In the article about Kaci Lickteig, what was her finishing time in the Western States 100-Mile Endurance Run?

__SUPPLIED TEXT__.
⟨

Kaci Lickteig

Ultrarunner Kaci Lickteig of Omaha.

Kaci Lickteig felt great during her run on Saturday — until she hit mile 62.

“I started getting nauseous,” the 29-year-old Omahan said Tuesday. “It kept getting worse. I was trying to push through so I stopped to walk it off.”

When that didn’t work, Lickteig tried another tactic.

“I finally burped a few times,” she said. “From then on, it was fine.”

Lickteig won the Western States 100-Mile Endurance Run in Squaw Valley, California. She completed the race — which is ultrarunning’s equivalent of the Boston Marathon — in 17 hours, 57 minutes and 59 seconds.

She was the first woman to cross the finish line.

“It’s so surreal,” said Lickteig, whose nickname is “pixie ninja.” “I am so overwhelmed thinking about it.”

The remote and rugged route follows a 100-mile segment of the Western States Trail, which stretches in full from Salt Lake City to Sacramento, California. Much of it is accessible only by foot.

About 380 people entered the race; 280 finished, including three other Nebraskans, who all live in Lincoln.

Pete Kostelnick had a time of 19 hours, 55 minutes and 44 seconds. Kyle Clouston completed the route in 25 hours, 46 minutes and 48 seconds. Jonathan Tanner finished in 28 hours, 45 minutes and 42 seconds.

This year marked Lickteig’s third time competing in the Western States 100. She placed second last year, completing the course in just under 19 and a half hours.

Lickteig said during this year’s race she drank the most she ever had during an ultramarathon to ensure she had fuel to keep moving and was properly hydrated.

“I was worried my blood sugar would crash,” she said.

As part of her training, for the 100-miler, she ran two 50-mile ultramarathons this spring.

⟩

__RAW DATA__.
⟨

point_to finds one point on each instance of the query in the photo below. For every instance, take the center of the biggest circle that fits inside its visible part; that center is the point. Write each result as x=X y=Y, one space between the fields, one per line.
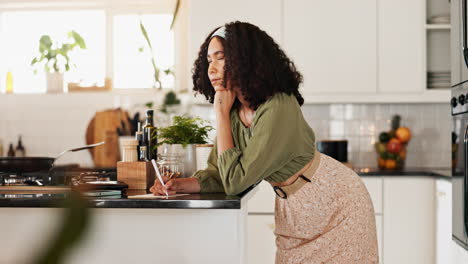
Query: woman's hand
x=158 y=189
x=173 y=186
x=224 y=99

⟩

__RESPONSE TO THIS TASK__. 17 hours, 57 minutes and 59 seconds.